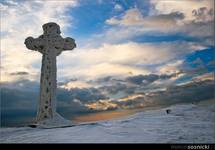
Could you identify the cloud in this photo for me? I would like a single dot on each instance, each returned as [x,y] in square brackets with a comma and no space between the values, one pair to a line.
[147,79]
[20,20]
[133,17]
[186,93]
[166,7]
[121,59]
[19,73]
[118,7]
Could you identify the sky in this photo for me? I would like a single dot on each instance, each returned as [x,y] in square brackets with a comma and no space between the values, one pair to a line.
[128,54]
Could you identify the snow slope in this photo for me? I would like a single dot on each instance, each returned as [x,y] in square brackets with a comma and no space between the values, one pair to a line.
[187,123]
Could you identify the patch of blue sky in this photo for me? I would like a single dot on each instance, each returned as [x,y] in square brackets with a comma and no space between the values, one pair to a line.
[156,37]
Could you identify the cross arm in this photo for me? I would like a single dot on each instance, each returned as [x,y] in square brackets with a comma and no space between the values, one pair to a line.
[36,44]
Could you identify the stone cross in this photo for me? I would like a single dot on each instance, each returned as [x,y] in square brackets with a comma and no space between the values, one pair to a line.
[50,44]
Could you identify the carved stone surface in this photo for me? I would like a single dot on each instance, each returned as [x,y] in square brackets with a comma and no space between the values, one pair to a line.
[50,44]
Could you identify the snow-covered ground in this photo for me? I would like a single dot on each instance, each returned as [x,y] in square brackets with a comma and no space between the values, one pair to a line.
[186,123]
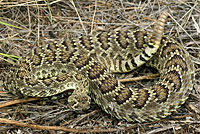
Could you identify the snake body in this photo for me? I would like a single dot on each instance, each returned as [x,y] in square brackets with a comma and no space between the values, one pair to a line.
[85,65]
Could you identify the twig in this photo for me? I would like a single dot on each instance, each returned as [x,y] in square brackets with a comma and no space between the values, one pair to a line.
[13,102]
[21,124]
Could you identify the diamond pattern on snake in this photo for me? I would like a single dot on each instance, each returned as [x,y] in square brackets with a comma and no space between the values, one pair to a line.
[87,64]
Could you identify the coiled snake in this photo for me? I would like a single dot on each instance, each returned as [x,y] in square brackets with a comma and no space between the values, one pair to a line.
[85,65]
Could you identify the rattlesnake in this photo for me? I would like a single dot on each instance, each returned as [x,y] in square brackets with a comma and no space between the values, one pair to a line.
[86,65]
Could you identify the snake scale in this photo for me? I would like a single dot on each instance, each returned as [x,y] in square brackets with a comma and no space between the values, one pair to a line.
[86,65]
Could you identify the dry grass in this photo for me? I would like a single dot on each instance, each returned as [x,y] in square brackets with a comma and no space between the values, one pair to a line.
[24,24]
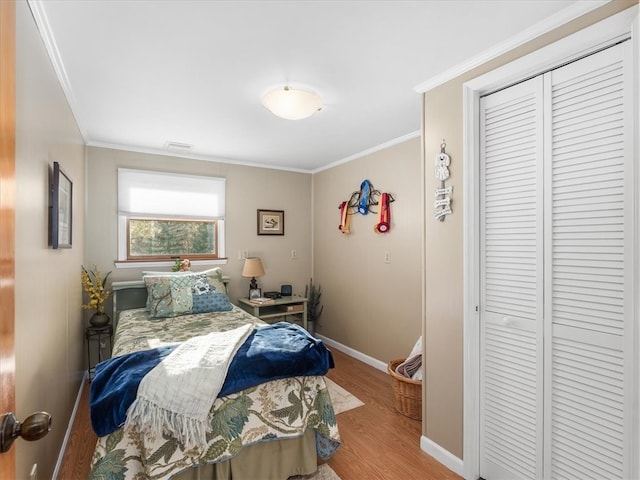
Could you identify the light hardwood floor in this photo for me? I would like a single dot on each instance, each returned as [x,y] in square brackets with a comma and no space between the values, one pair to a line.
[377,442]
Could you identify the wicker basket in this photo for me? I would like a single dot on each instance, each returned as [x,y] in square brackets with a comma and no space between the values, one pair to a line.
[407,392]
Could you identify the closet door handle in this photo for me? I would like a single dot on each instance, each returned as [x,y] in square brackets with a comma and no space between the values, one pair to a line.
[34,427]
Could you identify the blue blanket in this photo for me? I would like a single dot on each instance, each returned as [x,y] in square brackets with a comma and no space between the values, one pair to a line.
[271,352]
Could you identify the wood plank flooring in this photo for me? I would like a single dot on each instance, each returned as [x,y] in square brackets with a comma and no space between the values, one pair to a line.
[377,442]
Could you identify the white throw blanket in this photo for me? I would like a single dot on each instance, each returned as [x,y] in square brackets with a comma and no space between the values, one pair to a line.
[176,395]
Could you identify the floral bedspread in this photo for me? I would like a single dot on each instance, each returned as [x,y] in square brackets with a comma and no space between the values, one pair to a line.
[283,408]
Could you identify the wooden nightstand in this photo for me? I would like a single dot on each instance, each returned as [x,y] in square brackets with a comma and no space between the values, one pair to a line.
[281,307]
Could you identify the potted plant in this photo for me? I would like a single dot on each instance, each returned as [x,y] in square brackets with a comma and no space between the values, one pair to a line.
[314,309]
[94,284]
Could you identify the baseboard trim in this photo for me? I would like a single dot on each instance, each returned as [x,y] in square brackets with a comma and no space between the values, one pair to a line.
[445,457]
[373,362]
[67,434]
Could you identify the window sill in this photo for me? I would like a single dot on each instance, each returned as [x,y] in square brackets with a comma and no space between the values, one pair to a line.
[125,264]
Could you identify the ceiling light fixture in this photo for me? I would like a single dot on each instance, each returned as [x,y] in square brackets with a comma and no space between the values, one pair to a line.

STATED EXERCISE:
Rewrite the listing above with every "in this photo" changed to "in this image" and nothing else altered. Leave the pictures out.

ANSWER TO THE PROBLEM:
Could you identify the cloud in this image for me? I would like a single dot on each instance, each returned as [x,y] in square brackets with a comma and no space between the values, one pair to a line.
[147,79]
[20,20]
[133,17]
[186,93]
[166,7]
[121,59]
[19,73]
[118,7]
Could you identify the sky in this image for me? I would like a single dot on each instance, each returned as [x,y] in square brackets with a comma and no space between the values, one pair to a line.
[128,54]
Could you identify the snow slope in this image for me? I would like a single dot on each instance, each returned as [x,y] in square brackets with a comma and no space between the values, one pair to a line.
[187,123]
Could you identify the patch of blue sky in this image for me? I would like a single dot on each instance, each returned as [x,y] in square brackets with a comma and no space between the values, one pair to a line.
[156,37]
Could you identify the cross arm in this image for me? I would like a single dot on each instance, each returned as [x,y] in square brackets with a comma and no space between the values, one pair to a line.
[36,44]
Could you identify the stone cross in this image for me? I would like a single dot on each instance, each returned as [x,y] in square brackets with a comma and no space between the values, one pair to a line.
[50,44]
Could you identify the carved stone surface in this image for me? I would like a single dot on each instance, each returned as [x,y] in square brackets with a comma and no space between the values, one pair to a line.
[50,44]
Could you identify the snow-covered ground in this image for me? I would like a single dot on each instance, each returned as [x,y] in square brackets with a comma and no space between the values, one pair to a line.
[186,123]
Could you identify the snake body in this image for me? I would like a single dot on each instance, each returned as [x,y] in square brackets with a comma and no space between the values, one pair to a line.
[85,65]
Could you identify the twig in this image for me? I would like a single dot on each instance, each returned as [x,y] in square brackets with a comma and no space between the values, one pair to a line.
[13,102]
[21,124]
Could you identify the diamond pattern on snake in this image for me? I would like a single dot on each instance, each returned as [x,y] in square brackets with a comma and no space between the values, one pair to a line.
[87,64]
Could you identify the coiled snake in this image for me? I would like a single dot on each instance, each returned as [x,y] in square brackets with a comma and no space between the values, one pair to a line.
[85,65]
Could you identify the rattlesnake in this image for me? I would like a single dot on each instance, each returned as [x,y] in square brackets with a comma and no space between the values, one pair to a line.
[86,65]
Could you identify the snake scale in this image for me? I would like a single dot on each instance, each returned as [x,y] in square brackets with a comma and no space between the values, one pair to a line.
[86,65]
Could you identify the dry grass in this image for me? I would like a single dot on each instance, each returned as [x,y] in square brackets with a comma and no space between the values, one pair to a line.
[24,24]
Could you identify the light hardwood floor in this image for me? I would like a single dot on each instance, each returned as [x,y] in square brackets with a comma and no space between the values, one pair to a line.
[377,442]
Could you identify the wicker basket in this image for me? I would like a single dot on each instance, each returned as [x,y] in square brackets with a comma and no space between the values, one pair to a line.
[407,392]
Could you identify the closet door handle in this image for me? I would like a single dot on each instance, each returned as [x,y] in square brackets with a comma and no space between the values, one pair to a line.
[34,427]
Could you identify the blue blanket in this image for me? I would like a single dot on each instance, each returned as [x,y] in square brackets with a comma and no space between the values, one pair to a line.
[271,352]
Could you identify the wood plank flooring in this image for me? I would like a single dot on each instance, each returned as [x,y] in square brackets with a comma and no space between the values, one pair to a line.
[377,442]
Could you identify the white throw blanket in this image for me? I would like a single dot on each instance, each returned as [x,y] in square brackets with a comma and no space between the values, one pair to a line.
[176,395]
Could you identify the floral bedspread in this image for me? I would like a single dot on each instance, each returned as [x,y] in square brackets with a comma and no space between the values, one pair to a line.
[283,408]
Could you identify the wooden nightstand in this image for me? I would like a single dot on each instance, each returned as [x,y] in square brackets with a comma and no space between the values, one pair to a line.
[281,307]
Could you identify the potted plant in this image for me? I would like a single dot on each instance, each returned as [x,y] in square brackets with a comma and no space between the values, one pair to a line.
[314,309]
[94,284]
Could you identify the baseboard trim in this image for me? I would like a single dot on each instance, each returned as [x,y] in square brackets with a comma and no space between the values, one pair to a line.
[445,457]
[373,362]
[67,434]
Could you identify the window sill in this image for me? I would like a single dot on each instance, each returned as [x,y] in square brackets with a comma and no space between the values, one pair to a line.
[125,264]
Could you identify the ceiling light fixture in this image for me? I would like a single dot on each instance, each returned as [x,y] in square brackets with a comma and no space between the values, one pair to a line.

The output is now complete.